Tuesday, April 5, 2011

Effects of Alcohol Purely Psychological, New Study Reports

MASINDI, KENYA--A group of researchers from Kenya have made a new discovery that suggests that the effects of alcohol on human behavior may be entirely psychological. In the study, the scientists compared two different groups--American college students and members of a small village in northwest Kenya called Masindi, where they produce the majority of the country’s largest export, banana beer.

The community has been producing the beer--which is made by fermenting bananas and sorghum in a deep, earthen trench--for hundreds of years. Scientists noticed that despite the massive quantities of the substance consumed in the village (children begin drinking it as soon as they are weaned off breast milk) it does not seem to have the same effect on their behavior as seen in other groups of individuals, particularly in the United States.

* DATA PROVIDED
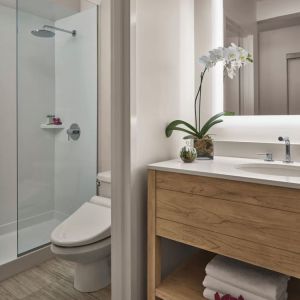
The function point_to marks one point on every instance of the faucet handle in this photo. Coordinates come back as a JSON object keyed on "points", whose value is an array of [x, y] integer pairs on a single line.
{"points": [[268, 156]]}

* ACTIVITY
In the article about the alcohol study, write out the part from "Effects of Alcohol Purely" to "the United States." again, switching "banana beer" to "palm wine".

* OUTPUT FOR THIS TASK
Effects of Alcohol Purely Psychological, New Study Reports

MASINDI, KENYA--A group of researchers from Kenya have made a new discovery that suggests that the effects of alcohol on human behavior may be entirely psychological. In the study, the scientists compared two different groups--American college students and members of a small village in northwest Kenya called Masindi, where they produce the majority of the country’s largest export, palm wine.

The community has been producing the beer--which is made by fermenting bananas and sorghum in a deep, earthen trench--for hundreds of years. Scientists noticed that despite the massive quantities of the substance consumed in the village (children begin drinking it as soon as they are weaned off breast milk) it does not seem to have the same effect on their behavior as seen in other groups of individuals, particularly in the United States.